- [Brief]:
Reproduce every line of the listing below, requests included, but raise each coordinate in the answers by 94.

[Bounding-box listing]
= = = = =
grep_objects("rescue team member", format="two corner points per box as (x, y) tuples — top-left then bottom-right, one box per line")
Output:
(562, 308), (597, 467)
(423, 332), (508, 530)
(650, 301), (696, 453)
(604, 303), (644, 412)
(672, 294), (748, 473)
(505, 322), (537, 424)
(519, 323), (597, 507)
= = = = =
- [Solution for this exercise]:
grep_objects("rescue team member", format="two corner points per box as (x, y) tuples — top-left then bottom-right, one box per line")
Output:
(656, 402), (691, 561)
(517, 426), (602, 624)
(744, 395), (790, 547)
(698, 397), (738, 506)
(766, 388), (842, 567)
(599, 416), (631, 518)
(613, 417), (691, 601)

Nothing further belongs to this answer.